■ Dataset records
=====

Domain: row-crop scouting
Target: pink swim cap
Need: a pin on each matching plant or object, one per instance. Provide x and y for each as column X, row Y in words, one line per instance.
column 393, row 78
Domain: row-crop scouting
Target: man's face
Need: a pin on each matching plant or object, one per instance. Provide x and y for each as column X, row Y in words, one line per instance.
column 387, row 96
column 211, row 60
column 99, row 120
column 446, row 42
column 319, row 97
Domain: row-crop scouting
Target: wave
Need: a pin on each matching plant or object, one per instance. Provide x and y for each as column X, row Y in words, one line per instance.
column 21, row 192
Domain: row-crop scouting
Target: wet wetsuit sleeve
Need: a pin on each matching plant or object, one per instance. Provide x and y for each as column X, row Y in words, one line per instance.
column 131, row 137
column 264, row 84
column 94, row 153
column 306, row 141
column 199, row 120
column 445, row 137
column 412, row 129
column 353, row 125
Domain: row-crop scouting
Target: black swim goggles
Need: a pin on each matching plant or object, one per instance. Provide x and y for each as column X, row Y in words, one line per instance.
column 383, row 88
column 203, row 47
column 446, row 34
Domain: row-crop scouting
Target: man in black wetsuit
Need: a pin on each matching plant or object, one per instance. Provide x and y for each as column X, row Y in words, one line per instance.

=====

■ TASK TO CARRY OUT
Check all the records above and select each line where the string "wetsuit" is found.

■ ANSWER TO THIS TASK
Target: wet wetsuit sleeve
Target: man in black wetsuit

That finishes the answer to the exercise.